### Set of tasks
1. Write out the stretch of the Redis topology passage from "Redis single server" through "redis-store XML tag.", word for word.
2. According to the Redis topology passage, what Redis version is required to run a Redis cluster?
3. Give what follows the last sentence of the passage on Redis deployments for Infinispan, continuing it in the same style.

### Given text
--- begin ---
For a Sentinel deployment, the topology attribute changes to sentinel. A master name must also be specified to select the correct Redis master required as Sentinel can monitor multiple Redis master servers. The Sentinel server is declared using a sentinel-server XML tag, which you’ll notice is different to the main Redis servers used in single server and cluster topologies. This is to allow defaulting of the Sentinel port to 26379 if not declared. At least one Sentinel server must be declared, though if you run more Sentinel servers, they should all be declared too for the benefit of failure detection of the Sentinel servers themselves.

Cluster

A cluster topology gives Infinispan the ability to connect to a Redis cluster. One or more cluster nodes are declared to infinispan (the more the better) which are then used to store all data. Redis cluster supports failure detection so if a master node in the cluster fails, a slave takes over. Redis v3 is required to run a Redis cluster.


<?xml version="1.0" encoding="UTF-8"?>
<infinispan
    xmlns:xsi="http://www.w3.org/2001/XMLSchema-instance"
    xsi:schemaLocation="urn:infinispan:config:8.0 http://www.infinispan.org/schemas/infinispan-config-8.0.xsd
                          urn:infinispan:config:store:redis:8.0 http://www.infinispan.org/schemas/infinispan-cachestore-redis-config-8.0.xsd"
    xmlns="urn:infinispan:config:8.0"
    xmlns:redis="urn:infinispan:config:store:redis:8.0" >

    <cache-container>
        <local-cache>
            <persistence passivation="false">
                <redis-store xmlns="urn:infinispan:config:store:redis:8.0"
                    topology="cluster" socket-timeout="10000" connection-timeout="10000">
                    <redis-server host="server1" port="6379" />
                    <redis-server host="server2" port="6379" />
                    <redis-server host="server3" port="6379" />
                    <connection-pool min-idle="6" max-idle="10" max-total="20" min-evictable-idle-time="30000" time-between-eviction-runs="30000" />
                </redis-store>
            </persistence>
        </local-cache>
    </cache-container>
</infinispan>


For cluster deployments, the topology attribute must change to cluster. One or more Redis cluster nodes must be declared to access the cluster which uses the redis-server XML tag. Note that when operating a cluster, database IDs are not supported.

Multiple Cache Stores, Single Redis Deployment

Redis single server and Sentinel deployments support the option of database IDs. A database ID allows a single Redis server to host multiple individual databases, referenced via an integer ID number. This allows Infinispan to support multiple cache stores on the same Redis deployment, isolating the data between the stores. Redis cluster does not support the database ID. A database ID is defined using the database attribute on the redis-store XML tag.
--- end ---
[Items from a labeling collection]
--- begin ---
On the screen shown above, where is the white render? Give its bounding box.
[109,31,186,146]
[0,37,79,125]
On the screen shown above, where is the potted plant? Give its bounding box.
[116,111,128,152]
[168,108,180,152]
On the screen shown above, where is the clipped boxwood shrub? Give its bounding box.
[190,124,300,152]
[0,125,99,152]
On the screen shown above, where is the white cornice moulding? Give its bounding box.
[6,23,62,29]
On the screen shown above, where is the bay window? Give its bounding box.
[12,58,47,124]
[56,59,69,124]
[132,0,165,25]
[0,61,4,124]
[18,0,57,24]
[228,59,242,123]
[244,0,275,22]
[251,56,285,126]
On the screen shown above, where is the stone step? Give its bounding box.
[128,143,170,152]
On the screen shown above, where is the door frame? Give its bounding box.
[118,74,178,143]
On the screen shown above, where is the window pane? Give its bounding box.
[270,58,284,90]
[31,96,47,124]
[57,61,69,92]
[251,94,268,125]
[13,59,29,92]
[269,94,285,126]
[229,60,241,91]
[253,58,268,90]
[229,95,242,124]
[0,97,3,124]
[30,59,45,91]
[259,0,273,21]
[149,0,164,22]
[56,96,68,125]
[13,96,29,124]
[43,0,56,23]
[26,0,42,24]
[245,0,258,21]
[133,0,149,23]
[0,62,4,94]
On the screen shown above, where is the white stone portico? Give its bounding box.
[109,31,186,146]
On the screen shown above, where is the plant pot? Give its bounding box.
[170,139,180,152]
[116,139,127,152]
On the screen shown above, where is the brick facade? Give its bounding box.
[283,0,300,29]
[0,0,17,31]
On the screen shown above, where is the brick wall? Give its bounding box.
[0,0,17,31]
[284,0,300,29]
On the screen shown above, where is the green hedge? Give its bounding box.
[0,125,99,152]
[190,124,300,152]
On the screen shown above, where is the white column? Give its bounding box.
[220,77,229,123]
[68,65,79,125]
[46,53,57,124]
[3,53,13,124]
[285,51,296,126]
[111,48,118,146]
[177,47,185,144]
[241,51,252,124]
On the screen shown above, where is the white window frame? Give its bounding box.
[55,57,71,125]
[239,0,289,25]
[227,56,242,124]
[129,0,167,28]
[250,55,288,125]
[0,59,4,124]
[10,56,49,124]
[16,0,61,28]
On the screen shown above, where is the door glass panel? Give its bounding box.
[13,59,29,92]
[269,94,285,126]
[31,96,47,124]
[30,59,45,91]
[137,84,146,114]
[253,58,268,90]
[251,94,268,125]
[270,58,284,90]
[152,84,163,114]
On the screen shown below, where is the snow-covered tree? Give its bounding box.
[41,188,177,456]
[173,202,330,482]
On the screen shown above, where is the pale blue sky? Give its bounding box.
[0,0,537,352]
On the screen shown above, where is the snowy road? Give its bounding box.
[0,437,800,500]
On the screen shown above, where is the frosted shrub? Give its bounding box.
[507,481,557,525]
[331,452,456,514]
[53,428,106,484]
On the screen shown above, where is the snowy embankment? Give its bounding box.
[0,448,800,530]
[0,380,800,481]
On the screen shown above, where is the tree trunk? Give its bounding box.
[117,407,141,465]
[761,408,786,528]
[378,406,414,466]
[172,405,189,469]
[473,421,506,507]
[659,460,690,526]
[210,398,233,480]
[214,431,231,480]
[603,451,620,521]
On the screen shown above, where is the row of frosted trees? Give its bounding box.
--- end ---
### Answers to the exercises
1.
Redis single server and Sentinel deployments support the option of database IDs. A database ID allows a single Redis server to host multiple individual databases, referenced via an integer ID number. This allows Infinispan to support multiple cache stores on the same Redis deployment, isolating the data between the stores. Redis cluster does not support the database ID. A database ID is defined using the database attribute on the redis-store XML tag.

2. Redis v3.

3.
<?xml version="1.0" encoding="UTF-8"?>
<infinispan
    xmlns:xsi="http://www.w3.org/2001/XMLSchema-instance"
    xsi:schemaLocation="urn:infinispan:config:8.0 http://www.infinispan.org/schemas/infinispan-config-8.0.xsd
                          urn:infinispan:config:store:redis:8.0 http://www.infinispan.org/schemas/infinispan-cachestore-redis-config-8.0.xsd"
    xmlns="urn:infinispan:config:8.0"
    xmlns:redis="urn:infinispan:config:store:redis:8.0" >

    <cache-container>
        <local-cache>
            <persistence passivation="false">
                <redis-store xmlns="urn:infinispan:config:store:redis:8.0"
                    topology="sentinel" master-name="mymaster" socket-timeout="10000" connection-timeout="10000" database="5">
                    <sentinel-server host="server1" />
                    <sentinel-server host="server2" />
                    <sentinel-server host="server3" />
                    <connection-pool min-idle="6" max-idle="10" max-total="20" min-evictable-idle-time="30000" time-between-eviction-runs="30000" />
                </redis-store>
            </persistence>
        </local-cache>
    </cache-container>
</infinispan>

Redis Password Authentication

In order to secure access to a Redis server, a password can optionally be used in Redis. This then requires the cache store to declare the password when connecting. The password is added via a password attribute on the redis-store XML tag.


<?xml version="1.0" encoding="UTF-8"?>
<infinispan
    xmlns:xsi="http://www.w3.org/2001/XMLSchema-instance"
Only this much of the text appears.